Thursday 10 April 2008

Restless after writing the blog today......

It's the early hours of Friday morning but I will post this for Thursday's entry. I found myself so restless at work today. I throw myself into writing the blog and while writing I feel vital and alive. I then go into work and have to struggle through, as is the case today writing the minutes from a meeting on Small Craft!...this is a zillion miles away from where my interest lies. I don't have a boat, I don't know one end of a boat from the other and yet I have to write a report from a meeting where all the members spoke about were the requirements for different parts of a boat..aagh...gives me a new definition and experience of agony.

I wrote very honestly in my blog yesterday and reading back on the entry the enormity of where I am at the moment both personally and spiritually really hit home. I feel like I am at the edge of some precipice. Where there was certainty about what the spiritual path was and its stages, now there is uncertainty as I consider the spiritual path in terms of the simple release of frozen energy. The brain doesn't like uncertainty and my brain is no different. But I know that it is only in uncertainty that the brain is alert and alive. It is similar to the beginner's mind in that in this mind there is no certainty yet there is no fear either. Beginner's mind is a mind that is open and receptive. The uncertainty linked with fear comes in when the evaluative mind with its way of setting one thing against the other comes in. Then there is the uncertainty of not knowing whether we are right and more importantly not wanting to be wrong. This is one of the deepest drivers of us as humans our need to be right at all costs. Uncertainty does not give this reassurance and the brain strives for certainty. This might be why well established theories and doctrines are fallen back on. This reliance on tried and tested methods as a guarantee reduces uncertainty but it also reduces growth and expansion of spiritual consciousness.

#### Stored items:
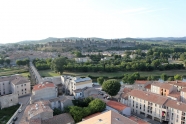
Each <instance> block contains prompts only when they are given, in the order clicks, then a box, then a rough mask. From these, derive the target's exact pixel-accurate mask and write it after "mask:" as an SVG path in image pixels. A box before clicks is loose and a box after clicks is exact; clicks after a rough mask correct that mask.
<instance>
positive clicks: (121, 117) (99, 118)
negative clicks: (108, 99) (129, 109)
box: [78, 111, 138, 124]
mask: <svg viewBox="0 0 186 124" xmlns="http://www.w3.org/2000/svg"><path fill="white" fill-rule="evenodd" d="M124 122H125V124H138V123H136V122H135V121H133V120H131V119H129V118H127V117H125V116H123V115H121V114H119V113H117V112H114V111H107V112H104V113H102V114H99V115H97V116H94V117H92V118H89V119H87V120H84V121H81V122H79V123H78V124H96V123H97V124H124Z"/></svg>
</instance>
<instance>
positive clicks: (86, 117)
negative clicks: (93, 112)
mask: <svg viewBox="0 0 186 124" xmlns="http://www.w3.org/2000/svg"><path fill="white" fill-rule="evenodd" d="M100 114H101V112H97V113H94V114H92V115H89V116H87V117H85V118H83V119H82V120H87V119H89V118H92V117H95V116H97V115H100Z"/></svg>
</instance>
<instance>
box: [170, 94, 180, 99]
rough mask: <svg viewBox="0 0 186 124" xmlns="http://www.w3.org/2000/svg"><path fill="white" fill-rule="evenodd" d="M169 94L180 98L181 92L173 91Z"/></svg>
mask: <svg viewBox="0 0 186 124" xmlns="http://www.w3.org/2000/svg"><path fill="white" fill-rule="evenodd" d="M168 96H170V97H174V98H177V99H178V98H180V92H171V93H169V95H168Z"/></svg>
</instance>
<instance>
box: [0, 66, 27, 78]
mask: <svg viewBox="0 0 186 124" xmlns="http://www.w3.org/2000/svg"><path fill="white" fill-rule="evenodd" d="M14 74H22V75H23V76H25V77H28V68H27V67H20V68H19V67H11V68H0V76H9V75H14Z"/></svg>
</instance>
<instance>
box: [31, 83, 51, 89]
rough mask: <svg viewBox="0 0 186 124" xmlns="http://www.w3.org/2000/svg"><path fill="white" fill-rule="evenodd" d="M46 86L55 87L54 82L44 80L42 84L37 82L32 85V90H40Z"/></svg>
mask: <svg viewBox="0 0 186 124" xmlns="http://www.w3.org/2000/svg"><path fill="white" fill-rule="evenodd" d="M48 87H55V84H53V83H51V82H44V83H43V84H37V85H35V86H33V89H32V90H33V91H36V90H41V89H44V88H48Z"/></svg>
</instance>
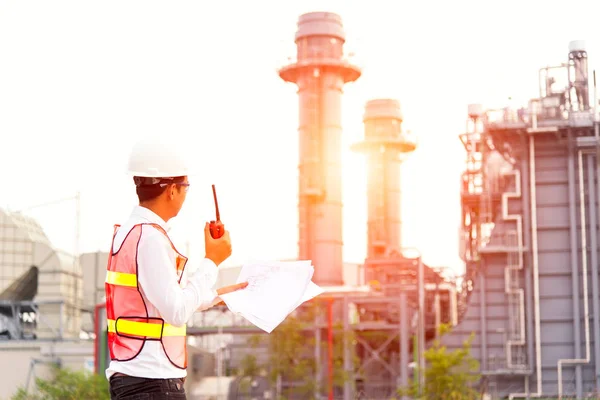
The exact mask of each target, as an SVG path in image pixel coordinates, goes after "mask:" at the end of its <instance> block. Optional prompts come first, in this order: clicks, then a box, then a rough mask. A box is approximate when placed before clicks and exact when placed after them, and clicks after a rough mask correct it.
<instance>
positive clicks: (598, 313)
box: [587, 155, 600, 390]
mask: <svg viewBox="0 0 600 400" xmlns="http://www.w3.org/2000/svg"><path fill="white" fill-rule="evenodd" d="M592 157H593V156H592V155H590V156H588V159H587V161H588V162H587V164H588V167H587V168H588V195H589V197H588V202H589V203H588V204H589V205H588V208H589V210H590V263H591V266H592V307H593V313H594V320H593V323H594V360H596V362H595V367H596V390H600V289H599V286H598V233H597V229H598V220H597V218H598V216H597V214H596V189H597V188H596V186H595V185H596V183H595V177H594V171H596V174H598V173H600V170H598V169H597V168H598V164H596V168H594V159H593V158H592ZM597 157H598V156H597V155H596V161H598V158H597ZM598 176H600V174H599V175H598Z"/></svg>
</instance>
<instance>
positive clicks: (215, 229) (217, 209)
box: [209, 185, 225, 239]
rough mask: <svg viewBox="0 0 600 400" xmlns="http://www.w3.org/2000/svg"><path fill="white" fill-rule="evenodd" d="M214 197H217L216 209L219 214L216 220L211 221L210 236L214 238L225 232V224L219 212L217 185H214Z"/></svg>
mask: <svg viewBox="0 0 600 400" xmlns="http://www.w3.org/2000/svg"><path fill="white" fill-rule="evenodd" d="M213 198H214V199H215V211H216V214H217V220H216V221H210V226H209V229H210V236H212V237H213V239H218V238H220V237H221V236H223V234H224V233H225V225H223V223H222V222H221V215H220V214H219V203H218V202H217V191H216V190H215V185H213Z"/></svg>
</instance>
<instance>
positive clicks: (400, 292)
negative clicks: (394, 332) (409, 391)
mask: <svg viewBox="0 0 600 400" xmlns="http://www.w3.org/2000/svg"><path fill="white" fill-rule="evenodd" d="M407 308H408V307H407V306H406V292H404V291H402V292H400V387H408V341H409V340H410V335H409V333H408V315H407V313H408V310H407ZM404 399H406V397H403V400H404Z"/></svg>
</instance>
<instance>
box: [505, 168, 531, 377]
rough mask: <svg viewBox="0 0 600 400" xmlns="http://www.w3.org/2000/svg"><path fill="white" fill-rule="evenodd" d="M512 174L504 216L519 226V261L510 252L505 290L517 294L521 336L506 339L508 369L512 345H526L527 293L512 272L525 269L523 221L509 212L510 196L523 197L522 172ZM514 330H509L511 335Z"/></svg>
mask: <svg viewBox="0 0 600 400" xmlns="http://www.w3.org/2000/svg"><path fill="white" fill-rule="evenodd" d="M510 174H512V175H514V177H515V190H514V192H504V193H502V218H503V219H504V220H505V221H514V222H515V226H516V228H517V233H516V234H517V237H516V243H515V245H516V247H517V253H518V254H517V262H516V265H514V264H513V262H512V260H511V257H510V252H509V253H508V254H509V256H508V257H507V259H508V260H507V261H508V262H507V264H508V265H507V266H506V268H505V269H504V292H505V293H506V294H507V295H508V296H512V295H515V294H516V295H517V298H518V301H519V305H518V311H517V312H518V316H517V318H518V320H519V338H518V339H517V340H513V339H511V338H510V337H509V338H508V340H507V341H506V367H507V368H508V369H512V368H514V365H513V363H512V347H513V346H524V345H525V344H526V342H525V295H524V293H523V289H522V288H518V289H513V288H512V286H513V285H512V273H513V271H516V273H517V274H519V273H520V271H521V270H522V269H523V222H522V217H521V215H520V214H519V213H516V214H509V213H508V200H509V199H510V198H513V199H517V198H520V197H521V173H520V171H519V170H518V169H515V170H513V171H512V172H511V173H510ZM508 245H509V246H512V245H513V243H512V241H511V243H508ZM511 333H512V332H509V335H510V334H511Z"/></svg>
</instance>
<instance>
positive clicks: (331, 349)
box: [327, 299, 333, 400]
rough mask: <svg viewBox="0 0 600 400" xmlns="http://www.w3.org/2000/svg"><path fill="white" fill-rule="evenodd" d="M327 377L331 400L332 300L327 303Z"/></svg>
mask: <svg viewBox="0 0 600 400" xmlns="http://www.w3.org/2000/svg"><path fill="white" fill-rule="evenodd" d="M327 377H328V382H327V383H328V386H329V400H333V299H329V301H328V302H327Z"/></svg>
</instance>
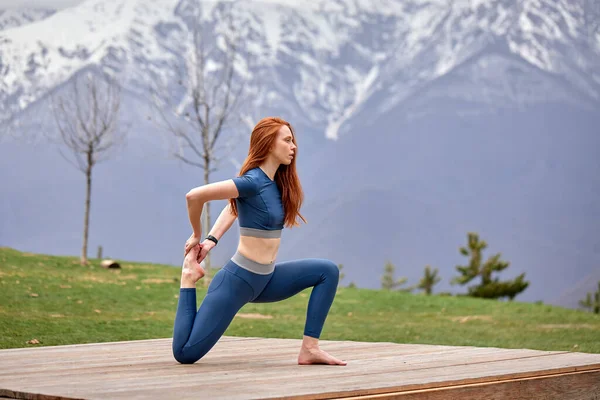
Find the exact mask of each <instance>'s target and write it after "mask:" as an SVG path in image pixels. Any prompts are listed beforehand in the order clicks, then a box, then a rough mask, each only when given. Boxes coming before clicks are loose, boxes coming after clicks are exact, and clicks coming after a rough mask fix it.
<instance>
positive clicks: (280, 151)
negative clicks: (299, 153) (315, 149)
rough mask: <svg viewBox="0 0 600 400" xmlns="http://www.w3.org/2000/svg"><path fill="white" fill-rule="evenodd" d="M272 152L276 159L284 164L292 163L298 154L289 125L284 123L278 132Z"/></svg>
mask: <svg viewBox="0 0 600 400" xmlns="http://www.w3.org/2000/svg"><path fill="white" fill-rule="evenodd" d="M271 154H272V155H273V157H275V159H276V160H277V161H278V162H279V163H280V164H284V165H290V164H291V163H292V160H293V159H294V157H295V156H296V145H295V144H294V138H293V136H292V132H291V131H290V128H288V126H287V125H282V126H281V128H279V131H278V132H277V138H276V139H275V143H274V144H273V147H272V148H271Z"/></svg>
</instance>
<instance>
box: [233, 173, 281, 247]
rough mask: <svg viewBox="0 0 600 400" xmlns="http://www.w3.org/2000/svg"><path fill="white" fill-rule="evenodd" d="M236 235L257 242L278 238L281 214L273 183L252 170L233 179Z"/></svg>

#### AIM OF THE TASK:
Please explain in one to three sentences why writing the minutes of the Small Craft meeting was such a struggle, according to the blog entry above.

#### SOLUTION FOR THIS TASK:
The subject was a zillion miles away from the writer's interests. The writer has no boat and doesn't know one end of a boat from the other, yet had to report on a meeting where the members spoke only about the requirements for different parts of a boat.